• Your instructions: Starting from the line containing "Shelf-audit task: drop a dot on every instance of the in-ground", write out the rest of the entries exactly, through the final line, including nothing else.

• Entries supplied:
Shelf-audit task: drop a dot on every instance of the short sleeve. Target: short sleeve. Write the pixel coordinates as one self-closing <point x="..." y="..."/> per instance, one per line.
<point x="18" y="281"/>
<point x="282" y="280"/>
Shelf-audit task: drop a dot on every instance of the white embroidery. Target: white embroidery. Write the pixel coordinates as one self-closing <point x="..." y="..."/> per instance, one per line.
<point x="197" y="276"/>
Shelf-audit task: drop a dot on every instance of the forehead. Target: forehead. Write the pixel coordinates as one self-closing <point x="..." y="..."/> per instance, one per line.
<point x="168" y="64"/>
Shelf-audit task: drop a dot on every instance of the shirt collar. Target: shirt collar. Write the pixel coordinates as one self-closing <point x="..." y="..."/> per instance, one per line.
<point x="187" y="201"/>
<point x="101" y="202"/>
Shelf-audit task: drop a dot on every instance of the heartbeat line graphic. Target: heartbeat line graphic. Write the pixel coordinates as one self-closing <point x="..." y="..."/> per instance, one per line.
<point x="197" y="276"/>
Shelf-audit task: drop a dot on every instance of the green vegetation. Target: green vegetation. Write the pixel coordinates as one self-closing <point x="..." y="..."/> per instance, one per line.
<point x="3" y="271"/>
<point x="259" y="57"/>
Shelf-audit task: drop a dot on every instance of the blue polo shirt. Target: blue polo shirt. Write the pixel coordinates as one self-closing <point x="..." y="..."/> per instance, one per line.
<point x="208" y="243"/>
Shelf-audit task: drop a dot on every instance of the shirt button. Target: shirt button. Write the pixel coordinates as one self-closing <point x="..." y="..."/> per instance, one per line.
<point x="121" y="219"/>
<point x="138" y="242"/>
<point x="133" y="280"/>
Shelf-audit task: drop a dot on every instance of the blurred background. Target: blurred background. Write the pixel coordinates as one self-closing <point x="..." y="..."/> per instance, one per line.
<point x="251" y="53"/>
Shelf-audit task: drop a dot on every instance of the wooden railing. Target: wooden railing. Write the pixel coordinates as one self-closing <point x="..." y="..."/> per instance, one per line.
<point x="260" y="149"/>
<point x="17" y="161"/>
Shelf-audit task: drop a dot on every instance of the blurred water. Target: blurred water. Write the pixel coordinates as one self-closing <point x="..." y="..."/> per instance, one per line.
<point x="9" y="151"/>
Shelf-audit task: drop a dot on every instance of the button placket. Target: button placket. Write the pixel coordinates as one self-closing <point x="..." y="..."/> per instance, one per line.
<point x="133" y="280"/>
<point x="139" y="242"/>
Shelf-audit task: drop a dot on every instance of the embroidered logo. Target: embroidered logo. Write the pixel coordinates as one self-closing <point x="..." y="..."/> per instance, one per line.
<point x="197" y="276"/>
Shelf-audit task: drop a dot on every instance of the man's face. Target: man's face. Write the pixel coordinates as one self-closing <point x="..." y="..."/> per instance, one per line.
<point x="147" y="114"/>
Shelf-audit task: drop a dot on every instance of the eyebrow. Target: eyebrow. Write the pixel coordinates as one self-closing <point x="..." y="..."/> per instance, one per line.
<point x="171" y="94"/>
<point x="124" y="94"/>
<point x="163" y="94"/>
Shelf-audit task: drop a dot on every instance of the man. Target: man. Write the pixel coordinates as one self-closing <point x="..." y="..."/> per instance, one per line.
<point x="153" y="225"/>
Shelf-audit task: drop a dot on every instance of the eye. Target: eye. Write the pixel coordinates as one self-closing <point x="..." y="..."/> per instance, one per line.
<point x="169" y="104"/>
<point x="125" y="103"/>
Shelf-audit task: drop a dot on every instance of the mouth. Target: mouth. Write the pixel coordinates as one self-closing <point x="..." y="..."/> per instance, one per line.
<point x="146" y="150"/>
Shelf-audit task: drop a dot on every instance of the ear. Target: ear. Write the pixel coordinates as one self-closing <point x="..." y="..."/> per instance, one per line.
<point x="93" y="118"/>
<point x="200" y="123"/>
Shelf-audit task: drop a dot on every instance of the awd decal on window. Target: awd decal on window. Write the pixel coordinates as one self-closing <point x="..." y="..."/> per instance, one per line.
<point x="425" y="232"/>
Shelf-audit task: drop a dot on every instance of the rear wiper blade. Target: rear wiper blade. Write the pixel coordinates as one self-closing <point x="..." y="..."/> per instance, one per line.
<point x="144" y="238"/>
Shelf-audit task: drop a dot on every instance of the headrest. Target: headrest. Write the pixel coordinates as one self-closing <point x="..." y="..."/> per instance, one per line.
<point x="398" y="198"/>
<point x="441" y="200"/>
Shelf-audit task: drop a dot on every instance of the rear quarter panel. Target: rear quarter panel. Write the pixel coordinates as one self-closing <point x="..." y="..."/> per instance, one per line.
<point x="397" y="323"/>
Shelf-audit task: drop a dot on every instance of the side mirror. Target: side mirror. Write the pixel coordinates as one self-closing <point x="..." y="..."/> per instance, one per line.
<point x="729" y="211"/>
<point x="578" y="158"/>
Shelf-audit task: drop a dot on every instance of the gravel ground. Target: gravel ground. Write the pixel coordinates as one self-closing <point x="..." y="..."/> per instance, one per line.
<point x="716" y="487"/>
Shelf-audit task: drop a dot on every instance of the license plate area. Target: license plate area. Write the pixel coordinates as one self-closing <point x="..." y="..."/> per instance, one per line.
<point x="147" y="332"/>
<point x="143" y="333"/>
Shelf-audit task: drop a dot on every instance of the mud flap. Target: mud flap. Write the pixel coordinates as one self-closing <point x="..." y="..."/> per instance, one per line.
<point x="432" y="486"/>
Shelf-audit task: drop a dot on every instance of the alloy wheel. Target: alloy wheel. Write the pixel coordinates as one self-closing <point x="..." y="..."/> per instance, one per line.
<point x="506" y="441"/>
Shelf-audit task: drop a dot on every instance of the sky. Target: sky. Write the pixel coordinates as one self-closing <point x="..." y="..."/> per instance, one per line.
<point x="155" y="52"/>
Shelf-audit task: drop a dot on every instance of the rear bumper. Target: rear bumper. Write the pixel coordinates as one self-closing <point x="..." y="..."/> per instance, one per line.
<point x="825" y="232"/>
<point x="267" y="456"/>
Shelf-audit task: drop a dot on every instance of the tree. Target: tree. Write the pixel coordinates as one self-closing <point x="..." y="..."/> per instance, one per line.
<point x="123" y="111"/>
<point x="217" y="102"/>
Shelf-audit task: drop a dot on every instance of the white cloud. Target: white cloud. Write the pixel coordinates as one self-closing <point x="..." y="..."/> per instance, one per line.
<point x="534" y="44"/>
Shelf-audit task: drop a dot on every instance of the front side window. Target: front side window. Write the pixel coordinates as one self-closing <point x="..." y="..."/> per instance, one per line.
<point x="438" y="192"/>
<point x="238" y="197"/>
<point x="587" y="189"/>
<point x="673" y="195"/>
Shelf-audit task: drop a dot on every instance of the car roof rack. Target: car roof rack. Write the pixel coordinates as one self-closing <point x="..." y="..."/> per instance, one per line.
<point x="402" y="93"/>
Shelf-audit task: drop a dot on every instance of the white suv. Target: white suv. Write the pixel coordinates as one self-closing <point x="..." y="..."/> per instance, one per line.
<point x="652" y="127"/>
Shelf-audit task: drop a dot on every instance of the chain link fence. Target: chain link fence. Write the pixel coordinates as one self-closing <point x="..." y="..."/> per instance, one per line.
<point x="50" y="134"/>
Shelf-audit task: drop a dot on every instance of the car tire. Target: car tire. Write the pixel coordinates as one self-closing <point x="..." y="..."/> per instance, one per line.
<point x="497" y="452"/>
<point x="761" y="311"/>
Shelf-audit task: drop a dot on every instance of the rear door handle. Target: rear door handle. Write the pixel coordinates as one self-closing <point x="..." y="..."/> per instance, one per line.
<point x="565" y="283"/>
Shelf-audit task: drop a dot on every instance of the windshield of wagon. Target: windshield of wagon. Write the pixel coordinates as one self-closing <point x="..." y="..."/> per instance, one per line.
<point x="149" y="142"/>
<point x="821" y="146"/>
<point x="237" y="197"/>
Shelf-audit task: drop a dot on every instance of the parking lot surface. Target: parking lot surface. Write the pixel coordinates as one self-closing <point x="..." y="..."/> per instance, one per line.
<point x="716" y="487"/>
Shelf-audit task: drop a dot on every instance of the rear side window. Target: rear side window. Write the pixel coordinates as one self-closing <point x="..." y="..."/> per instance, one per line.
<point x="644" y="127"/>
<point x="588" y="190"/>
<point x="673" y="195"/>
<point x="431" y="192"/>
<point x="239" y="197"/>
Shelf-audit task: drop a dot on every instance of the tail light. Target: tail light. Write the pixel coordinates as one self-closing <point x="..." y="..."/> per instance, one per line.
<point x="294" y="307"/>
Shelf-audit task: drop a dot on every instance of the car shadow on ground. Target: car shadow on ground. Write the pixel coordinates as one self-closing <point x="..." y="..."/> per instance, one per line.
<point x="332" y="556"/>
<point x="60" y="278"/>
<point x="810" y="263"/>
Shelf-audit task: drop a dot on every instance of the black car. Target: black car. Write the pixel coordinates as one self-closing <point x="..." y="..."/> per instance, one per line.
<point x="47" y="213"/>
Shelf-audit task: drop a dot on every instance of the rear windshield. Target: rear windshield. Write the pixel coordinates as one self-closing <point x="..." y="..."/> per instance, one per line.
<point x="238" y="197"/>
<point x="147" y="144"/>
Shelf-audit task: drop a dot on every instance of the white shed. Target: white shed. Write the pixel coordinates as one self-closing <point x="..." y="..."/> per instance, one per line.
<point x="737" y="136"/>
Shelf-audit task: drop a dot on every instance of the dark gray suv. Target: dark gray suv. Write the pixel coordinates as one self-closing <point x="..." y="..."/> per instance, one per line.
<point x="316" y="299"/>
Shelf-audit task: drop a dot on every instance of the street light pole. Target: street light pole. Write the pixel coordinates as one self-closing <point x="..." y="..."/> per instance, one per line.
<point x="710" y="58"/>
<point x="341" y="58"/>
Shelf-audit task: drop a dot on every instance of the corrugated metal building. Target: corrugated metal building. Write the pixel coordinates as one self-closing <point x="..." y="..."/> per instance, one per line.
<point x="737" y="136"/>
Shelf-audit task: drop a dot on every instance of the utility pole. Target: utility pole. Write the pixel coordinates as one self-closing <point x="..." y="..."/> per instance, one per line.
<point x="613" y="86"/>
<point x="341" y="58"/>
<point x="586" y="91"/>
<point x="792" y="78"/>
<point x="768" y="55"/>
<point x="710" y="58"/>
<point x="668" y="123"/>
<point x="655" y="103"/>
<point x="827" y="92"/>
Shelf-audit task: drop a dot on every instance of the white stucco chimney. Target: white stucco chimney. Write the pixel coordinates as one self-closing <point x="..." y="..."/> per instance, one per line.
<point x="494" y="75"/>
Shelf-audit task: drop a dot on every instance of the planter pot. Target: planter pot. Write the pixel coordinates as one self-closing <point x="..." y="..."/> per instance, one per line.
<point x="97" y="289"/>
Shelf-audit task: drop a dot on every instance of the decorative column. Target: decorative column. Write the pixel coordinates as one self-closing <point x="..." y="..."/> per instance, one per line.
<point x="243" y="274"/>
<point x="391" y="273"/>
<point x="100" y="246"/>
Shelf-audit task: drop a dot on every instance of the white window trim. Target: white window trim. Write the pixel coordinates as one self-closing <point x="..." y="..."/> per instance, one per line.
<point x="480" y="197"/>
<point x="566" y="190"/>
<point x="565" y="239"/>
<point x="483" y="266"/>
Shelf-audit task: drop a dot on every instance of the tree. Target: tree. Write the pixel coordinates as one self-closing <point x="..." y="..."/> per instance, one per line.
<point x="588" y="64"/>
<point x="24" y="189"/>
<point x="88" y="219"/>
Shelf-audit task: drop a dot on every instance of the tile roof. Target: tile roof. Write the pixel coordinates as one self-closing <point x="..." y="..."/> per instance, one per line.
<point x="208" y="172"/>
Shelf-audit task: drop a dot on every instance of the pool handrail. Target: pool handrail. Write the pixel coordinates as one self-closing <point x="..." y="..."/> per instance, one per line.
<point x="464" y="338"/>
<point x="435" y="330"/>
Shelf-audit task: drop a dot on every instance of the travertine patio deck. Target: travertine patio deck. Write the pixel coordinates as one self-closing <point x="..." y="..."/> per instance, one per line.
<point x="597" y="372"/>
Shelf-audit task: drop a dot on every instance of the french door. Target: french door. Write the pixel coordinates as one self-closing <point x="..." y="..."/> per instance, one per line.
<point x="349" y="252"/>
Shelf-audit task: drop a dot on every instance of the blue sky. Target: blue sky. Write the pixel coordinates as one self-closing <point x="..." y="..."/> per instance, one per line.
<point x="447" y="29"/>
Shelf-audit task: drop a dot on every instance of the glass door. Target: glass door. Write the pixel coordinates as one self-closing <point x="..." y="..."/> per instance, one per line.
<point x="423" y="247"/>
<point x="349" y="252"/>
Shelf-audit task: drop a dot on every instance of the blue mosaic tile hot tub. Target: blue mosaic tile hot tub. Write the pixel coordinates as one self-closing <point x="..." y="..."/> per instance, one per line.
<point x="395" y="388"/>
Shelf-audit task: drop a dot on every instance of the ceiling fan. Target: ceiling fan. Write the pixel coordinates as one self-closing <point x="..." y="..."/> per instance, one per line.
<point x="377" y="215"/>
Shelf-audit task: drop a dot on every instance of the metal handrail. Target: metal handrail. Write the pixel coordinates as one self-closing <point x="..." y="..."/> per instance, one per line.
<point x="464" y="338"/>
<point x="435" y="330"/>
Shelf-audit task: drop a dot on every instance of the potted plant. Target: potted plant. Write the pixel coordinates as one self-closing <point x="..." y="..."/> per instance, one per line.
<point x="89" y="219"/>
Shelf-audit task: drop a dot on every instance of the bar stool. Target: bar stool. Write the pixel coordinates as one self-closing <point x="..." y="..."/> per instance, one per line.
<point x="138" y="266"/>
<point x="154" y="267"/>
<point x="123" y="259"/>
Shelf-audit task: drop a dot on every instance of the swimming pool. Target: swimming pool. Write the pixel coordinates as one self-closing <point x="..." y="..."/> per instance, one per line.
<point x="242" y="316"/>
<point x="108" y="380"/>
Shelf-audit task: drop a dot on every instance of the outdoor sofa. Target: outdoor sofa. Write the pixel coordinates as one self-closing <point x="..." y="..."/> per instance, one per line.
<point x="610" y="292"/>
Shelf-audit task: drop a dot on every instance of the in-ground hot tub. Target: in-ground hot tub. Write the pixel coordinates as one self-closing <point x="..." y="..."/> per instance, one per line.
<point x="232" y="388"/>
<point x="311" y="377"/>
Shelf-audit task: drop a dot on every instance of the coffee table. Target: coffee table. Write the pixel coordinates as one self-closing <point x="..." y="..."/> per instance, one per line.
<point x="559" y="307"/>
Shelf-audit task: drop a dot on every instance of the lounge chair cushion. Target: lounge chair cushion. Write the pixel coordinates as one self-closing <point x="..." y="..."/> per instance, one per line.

• Response to this exercise:
Shelf-audit task: drop a dot on every instance of the in-ground hot tub. Target: in-ground hot tub. Write the pixel coordinates as one self-closing <point x="..." y="..."/> per instance, one per line.
<point x="232" y="388"/>
<point x="311" y="377"/>
Shelf-audit task: drop a dot on every instance of the coffee table. Target: coffee table. Write the pixel coordinates as one self-closing <point x="..." y="..."/> per instance, one per line.
<point x="559" y="307"/>
Shelf-audit task: drop a dot on every instance of the lounge chair cushion. Target: lounge chair cushion. Write the pixel coordinates as one self-closing <point x="..." y="..."/> per instance, one per line.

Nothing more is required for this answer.